# Yellow river sucker gigging...



## jcoss15

Had a good run tonight on the river sucker gigging. Nothing real big but fun anyways. Could have killed a boat load but saved some for next time...


----------



## Realtor

wadda ya eat thos suckers?


----------



## jcoss15

oh yeah, got to clean them right though.


----------



## Realtor

full of bones?


----------



## jcoss15

yea, you have to gash the meat and fry them hot...


----------



## captken

*Can them*

Gut, head and skin them then pressure can them. Eat bones and all.
They make really good fish cakes. Make cakes pretty much like you'd make crab cakes.


----------



## FishWalton

That is one fine mess of suckers. Excellent eating if you know how to prepare them.


----------



## tips n tails

suckers? damn those two top ones almost look like mullet. Didnt know YR had so many suckers. Was that on little YR Jcoss? Do you chum them?


----------



## CatHunter

Dude, are you finding them on the sand bars? Them are some of the best Flathead bait you can come across.

Turn this video to 6:30
https://www.youtube.com/watch?v=mbTfq-VSLsc


----------



## CatCrusher

We used to bait them on the Patsilaga and Conecuh when I was a kid. Used river mussels for bait and I mean them jokers pull. Like was said, hack'em down the sides and fry real good and some of the best tasting fish there is. Use to put corn, cottonseed meal cake and onions in a sack and let it sit for a few days.


----------



## jcoss15

tips n tails said:


> suckers? damn those two top ones almost look like mullet. Didnt know YR had so many suckers. Was that on little YR Jcoss? Do you chum them?


Yea little yellow in milligan, top three are mullet. No you don't have to chum them just spot them with a light and stick them, pretty easy. I like it because its kind like hunting and fishing combined.


----------



## jcoss15

CatHunter said:


> Dude, are you finding them on the sand bars? Them are some of the best Flathead bait you can come across.
> 
> Turn this video to 6:30
> https://www.youtube.com/watch?v=mbTfq-VSLsc


Not really, found them more around the shallow cover in the 2-5ft. range. I have heard flatheds like them, we seen a ton in the 8-10in. range, perfect bait size.


----------



## SouthAlabamaSlayer

Ok this may be a stupid question, what is the difference between suckers and mullet? Because those look a heck of a lot like mullet.


----------



## FishWalton

*similar*

There is a considerable difference between mullet and suckers although they look similar. Both are excellent eating but I think suckers are sweeter and not as strong tasting as mullet. Also, suckers have a zillion bones and you need to know how to prepare them for cooking. Mullet bone structure is more traditional like most other fish. You will find mullet in both salt and freshwater. The only suckers I have ever seen have been in freshwater creeks and streams.

In the old days people used gill nets in small streams this time of year to catch suckers. (I bet some still do in the outback areas). :whistling: Brave soles also waded shallow sand bottom creeks with gas laterns or 6 volt head band lights and hand gigs. Snakes were common when the weather was warm.
***
■ Stated problem 1:
Answer these questions on the sucker gigging thread:
(a) After gutting, heading and skinning the suckers, what does captken say to do with them?
(b) In what depth range around shallow cover did jcoss15 mostly find the suckers?
(c) What did CatCrusher use for bait when fishing the Patsilaga and Conecuh as a kid?

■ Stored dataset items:
***
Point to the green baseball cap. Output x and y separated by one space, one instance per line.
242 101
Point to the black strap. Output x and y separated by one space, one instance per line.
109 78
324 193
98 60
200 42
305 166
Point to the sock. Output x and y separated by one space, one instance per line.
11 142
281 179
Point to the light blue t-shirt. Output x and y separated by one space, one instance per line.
***
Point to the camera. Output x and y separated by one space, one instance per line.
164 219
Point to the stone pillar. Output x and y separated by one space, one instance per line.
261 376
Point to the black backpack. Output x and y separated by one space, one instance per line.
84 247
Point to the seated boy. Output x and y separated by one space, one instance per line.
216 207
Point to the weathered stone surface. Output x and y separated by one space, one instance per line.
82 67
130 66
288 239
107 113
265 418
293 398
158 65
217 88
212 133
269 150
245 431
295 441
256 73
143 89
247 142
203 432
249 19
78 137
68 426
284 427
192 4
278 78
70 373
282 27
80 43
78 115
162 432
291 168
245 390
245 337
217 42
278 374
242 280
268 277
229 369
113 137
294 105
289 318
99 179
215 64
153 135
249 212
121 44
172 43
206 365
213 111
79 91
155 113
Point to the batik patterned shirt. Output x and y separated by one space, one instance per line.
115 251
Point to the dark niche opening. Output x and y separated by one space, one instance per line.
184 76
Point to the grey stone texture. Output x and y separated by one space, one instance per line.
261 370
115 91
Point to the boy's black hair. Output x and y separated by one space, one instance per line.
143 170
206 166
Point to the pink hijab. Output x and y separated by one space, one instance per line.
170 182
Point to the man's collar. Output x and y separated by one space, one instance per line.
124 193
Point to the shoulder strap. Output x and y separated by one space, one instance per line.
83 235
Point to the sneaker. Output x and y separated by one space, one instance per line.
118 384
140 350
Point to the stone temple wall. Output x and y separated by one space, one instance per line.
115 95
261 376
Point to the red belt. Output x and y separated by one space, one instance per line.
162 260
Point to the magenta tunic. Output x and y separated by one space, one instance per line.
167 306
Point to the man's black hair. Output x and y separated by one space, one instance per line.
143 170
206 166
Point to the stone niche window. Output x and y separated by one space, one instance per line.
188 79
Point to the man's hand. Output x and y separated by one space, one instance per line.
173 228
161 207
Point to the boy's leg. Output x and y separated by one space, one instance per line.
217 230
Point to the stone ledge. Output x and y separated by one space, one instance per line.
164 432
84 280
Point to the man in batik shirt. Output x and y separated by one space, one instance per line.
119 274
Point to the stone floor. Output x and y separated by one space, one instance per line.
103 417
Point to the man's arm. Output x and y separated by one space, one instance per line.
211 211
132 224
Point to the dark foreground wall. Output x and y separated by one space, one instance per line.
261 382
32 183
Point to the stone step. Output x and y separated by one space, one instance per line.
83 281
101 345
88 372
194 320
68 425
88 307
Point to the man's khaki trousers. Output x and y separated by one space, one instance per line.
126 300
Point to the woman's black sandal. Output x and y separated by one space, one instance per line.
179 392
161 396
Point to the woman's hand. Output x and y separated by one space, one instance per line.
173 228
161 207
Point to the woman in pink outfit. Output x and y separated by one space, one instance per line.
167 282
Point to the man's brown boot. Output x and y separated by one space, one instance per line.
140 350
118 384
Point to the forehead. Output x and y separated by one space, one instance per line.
***
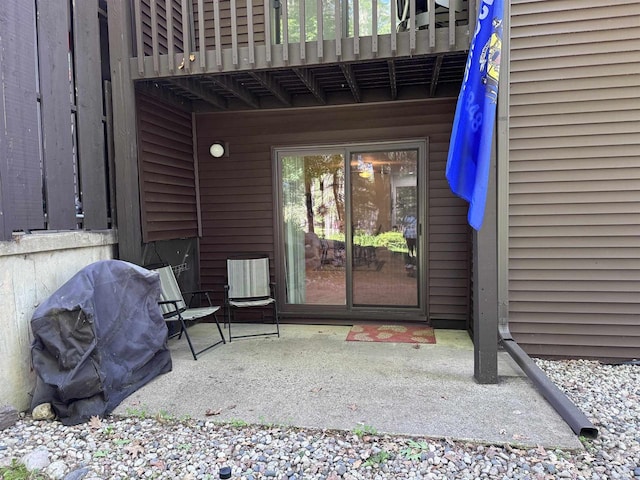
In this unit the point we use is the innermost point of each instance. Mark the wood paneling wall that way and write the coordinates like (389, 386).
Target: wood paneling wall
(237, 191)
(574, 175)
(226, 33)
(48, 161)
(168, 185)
***
■ Stated problem 2: Arrange the entries from the line that contains "Point to the green" through the line that contains "Point to the light" as a Markdown table with the columns Row and Line, giving each line a row number and leaving out blank lines.

■ Output 1:
(a) Pressure can them.
(b) The 2-5 ft. range.
(c) River mussels.

■ Output 2:
| Row | Line |
|---|---|
| 1 | Point to the green baseball cap. Output x and y separated by one space, one instance per line. |
| 2 | 242 101 |
| 3 | Point to the black strap. Output x and y separated by one space, one instance per line. |
| 4 | 109 78 |
| 5 | 324 193 |
| 6 | 98 60 |
| 7 | 200 42 |
| 8 | 305 166 |
| 9 | Point to the sock. Output x and y separated by one space, one instance per line. |
| 10 | 11 142 |
| 11 | 281 179 |
| 12 | Point to the light blue t-shirt. Output x and y separated by one space, one instance per line. |